* [Consigne 1] D'après l'article sur Valeo à Évreux, combien de personnes la fermeture du site laisse-t-elle sur le carreau ?
* [Consigne 2] Reproduisez un passage de l'article sur Valeo à Évreux : commencez aux mots "Accueil > Archives" et arrêtez-vous après les mots "l’accès à l’usine.".
* [Consigne 3] Rédigez la suite de l'article sur la fermeture de Valeo à Évreux, à partir de sa dernière phrase.

* [Extrait du texte]
--- --- ---

Accueil > Archives > 1997 (nº 1065 à 1104) > 1087 (5-11 juin 1997) > [Vilvorde, Valeo… À qui le tour ?]

Vilvorde, Valeo… À qui le tour ?

Le jeudi 5 juin 1997.

Samedi soir, il fait un peu froid sur la Z.I. d’Évreux. Devant les portes de Valeo, la solidarité nous réchauffe. Nous sommes là. Pourquoi ? Valeo fermera sûrement, tout est peut-être perdu. Ici, c’est un combat pour la dignité qui est mené par des ouvriers et des ouvrières jetés à la rue comme des chiens. En face, une poignée de nervis interdit l’accès à l’usine.

Tout a commencé en septembre 1996 avec l’annonce par la direction d’un sureffectif de 120 salariés sur le site d’Évreux. Valeo propose des préretraites, du temps partiel, des stages et des mutations.

Le mépris patronal

Le 6 janvier dernier, le « cadeau de Noël » de Valeo à ses employés est l’annonce par voie de presse, de la fermeture du site. 350 personnes sur le carreau.

La colère monte, la résistance s’organise et commencent les menaces, les brimades, les « propositions » (on a proposé des sommes d’environ 80 000 FF à des délégués syndicaux) et les « vos syndicats vous manipulent ».

Le 25 février, « les Valeos » défilent dans les rues de Rouen pour obtenir l’intervention de l’État afin d’empêcher la fermeture du site. Ce même jour, l’action de Valeo atteignait les 950 FF.

Au retour de Rouen, les ouvriers et les ouvrières venus reprendre leurs postes sont renvoyés chez eux. Le personnel demande donc qu’on lui donne quatre heures de congés. Voyant cela et refusant toute discussion, les responsables s’enferment dans un bureau. Ils diront le lendemain qu’ils ont été séquestrés. Un peu plus tard, six salariés (pris au hasard) reçoivent leur lettre de licenciement pour séquestration. C’est la grève.

--- --- ---

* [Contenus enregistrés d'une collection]
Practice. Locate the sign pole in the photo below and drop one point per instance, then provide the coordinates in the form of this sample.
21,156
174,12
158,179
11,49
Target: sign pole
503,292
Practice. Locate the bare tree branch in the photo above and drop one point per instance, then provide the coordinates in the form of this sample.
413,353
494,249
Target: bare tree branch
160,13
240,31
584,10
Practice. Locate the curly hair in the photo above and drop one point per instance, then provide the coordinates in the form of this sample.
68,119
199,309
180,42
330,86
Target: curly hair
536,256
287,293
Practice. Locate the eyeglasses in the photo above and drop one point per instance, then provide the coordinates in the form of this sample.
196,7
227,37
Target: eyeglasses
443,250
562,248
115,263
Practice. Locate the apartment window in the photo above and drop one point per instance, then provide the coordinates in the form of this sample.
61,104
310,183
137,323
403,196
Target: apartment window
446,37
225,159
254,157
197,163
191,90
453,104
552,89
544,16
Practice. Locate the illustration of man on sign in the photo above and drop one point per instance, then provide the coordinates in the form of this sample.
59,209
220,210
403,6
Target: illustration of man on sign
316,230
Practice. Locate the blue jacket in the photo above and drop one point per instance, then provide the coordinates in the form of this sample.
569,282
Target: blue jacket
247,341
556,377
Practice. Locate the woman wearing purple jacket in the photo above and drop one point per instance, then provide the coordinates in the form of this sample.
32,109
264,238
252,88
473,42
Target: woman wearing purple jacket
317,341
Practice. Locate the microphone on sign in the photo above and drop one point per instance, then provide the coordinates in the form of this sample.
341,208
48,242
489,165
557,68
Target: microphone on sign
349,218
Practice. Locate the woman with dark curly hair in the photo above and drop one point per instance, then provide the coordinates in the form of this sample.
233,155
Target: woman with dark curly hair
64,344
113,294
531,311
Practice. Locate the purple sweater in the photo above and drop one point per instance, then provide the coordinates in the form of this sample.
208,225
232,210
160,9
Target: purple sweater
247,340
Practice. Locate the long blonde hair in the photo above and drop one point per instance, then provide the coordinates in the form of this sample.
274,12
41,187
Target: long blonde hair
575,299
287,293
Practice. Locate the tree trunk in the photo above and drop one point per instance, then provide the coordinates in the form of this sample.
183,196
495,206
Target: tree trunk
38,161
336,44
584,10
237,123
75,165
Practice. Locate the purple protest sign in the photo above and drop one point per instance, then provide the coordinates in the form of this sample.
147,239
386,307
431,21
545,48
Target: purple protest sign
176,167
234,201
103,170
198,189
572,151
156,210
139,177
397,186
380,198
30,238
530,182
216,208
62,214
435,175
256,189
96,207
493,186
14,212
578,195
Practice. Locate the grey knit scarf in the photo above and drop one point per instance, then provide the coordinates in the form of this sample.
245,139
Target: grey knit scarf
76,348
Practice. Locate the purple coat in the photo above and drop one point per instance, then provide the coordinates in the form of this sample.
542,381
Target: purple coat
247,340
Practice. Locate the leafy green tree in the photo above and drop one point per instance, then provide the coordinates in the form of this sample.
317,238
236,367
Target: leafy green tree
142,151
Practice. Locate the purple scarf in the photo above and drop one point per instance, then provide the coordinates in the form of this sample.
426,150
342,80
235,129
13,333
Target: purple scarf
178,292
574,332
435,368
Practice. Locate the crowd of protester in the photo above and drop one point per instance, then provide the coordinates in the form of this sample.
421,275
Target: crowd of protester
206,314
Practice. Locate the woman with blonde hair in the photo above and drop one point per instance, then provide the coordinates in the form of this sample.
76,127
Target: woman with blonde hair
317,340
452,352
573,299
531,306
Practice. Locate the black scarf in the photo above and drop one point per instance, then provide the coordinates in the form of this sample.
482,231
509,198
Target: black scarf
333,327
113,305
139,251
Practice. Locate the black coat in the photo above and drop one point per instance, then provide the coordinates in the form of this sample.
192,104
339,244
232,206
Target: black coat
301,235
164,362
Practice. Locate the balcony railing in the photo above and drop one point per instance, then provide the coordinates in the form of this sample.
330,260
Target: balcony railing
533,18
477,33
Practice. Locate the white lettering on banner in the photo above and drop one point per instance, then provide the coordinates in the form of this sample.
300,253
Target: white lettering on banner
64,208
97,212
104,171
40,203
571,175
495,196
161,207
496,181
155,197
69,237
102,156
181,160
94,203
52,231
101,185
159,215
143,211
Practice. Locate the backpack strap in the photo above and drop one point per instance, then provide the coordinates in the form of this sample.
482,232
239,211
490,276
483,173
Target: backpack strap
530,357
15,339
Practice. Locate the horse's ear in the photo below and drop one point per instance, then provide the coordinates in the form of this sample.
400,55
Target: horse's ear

--- --- ---

* [Zone de réponse 1] 350 personnes.

* [Zone de réponse 2]
Accueil > Archives > 1997 (nº 1065 à 1104) > 1087 (5-11 juin 1997) > [Vilvorde, Valeo… À qui le tour ?]

Vilvorde, Valeo… À qui le tour ?

Le jeudi 5 juin 1997.

Samedi soir, il fait un peu froid sur la Z.I. d’Évreux. Devant les portes de Valeo, la solidarité nous réchauffe. Nous sommes là. Pourquoi ? Valeo fermera sûrement, tout est peut-être perdu. Ici, c’est un combat pour la dignité qui est mené par des ouvriers et des ouvrières jetés à la rue comme des chiens. En face, une poignée de nervis interdit l’accès à l’usine.

* [Zone de réponse 3]
Face à la mobilisation montante, la direction propose la réintégration des six salariés en cas de reprise du travail. La grève avec occupation s’installe. Après une semaine, le travail reprend assorti de nombreux débrayages et ralentissements de la production.

Le sort de Valeo n’est toujours pas réglé. Le dialogue est quasi inexistant. Le 28 avril, la grève reprenait, décidée par les salariés, sans directives syndicales.

Le personnel reçoit une lettre proposant une prime à la reprise du travail. Dans le même temps, les postes sont occupés peu à peu par des cadres venus d’autres sites. Les problèmes financiers et l’essoufflement aidant, le travail reprenait petit à petit mais la mobilisation restait forte.

Le 30 mai, une nouvelle lettre est adressée aux salariés, leur proposant des mutations et, donnant un délai de réflexion, ce courrier invite les salariés à rester chez eux d’ici là.

Une lutte désespérée

Vendredi soir à 0 h 45, des déménageurs protégés par des nervis tentent de déménager les machines dans la plus totale illégalité, le sort du site n’étant pas réglé. Les travailleurs empêchent toute sortie des camions et c’est un nouveau face à face.

Quelle sera l’issue de ce bras de fer ? Que dire de tout cela ? Au moment où j’écris ces lignes, je pense à Jean-Luc, qui vient avec d’autres de me faire l’historique du conflit. Vingt-et-un ans de boîte, 6 800 FF par mois primes incluses (salaire seul : 5 200 FF). Je pense à cet autre à qui on propose une mutation alors que son épouse est aide-soignante au centre hospitalier d’Évreux ; à ce couple, salarié de Valeo, qui n’ose plus envisager l’avenir.

Les travailleurs continueront-ils à se laisser faire ? N’est-il pas temps, tous ensemble, de renverser ce système qui de Vilvorde à Valeo jette les salariés comme des mouchoirs usagés ?

Pour les anarchistes, il est clair que tant que le salariat existera, il y aura exploitation et inégalités. Notre but est donc que les salariés s’organisent pour abolir ce système. Le rouleau compresseur est en marche, il est temps de prendre conscience des limites posées par les luttes limitées à la seule défense de l’emploi. Il est temps de passer de la colère, de l’exaspération à un véritable mouvement révolutionnaire capable de poser les jalons d’une société où nous pourrons envisager l’avenir sans avoir la peur et la colère au ventre.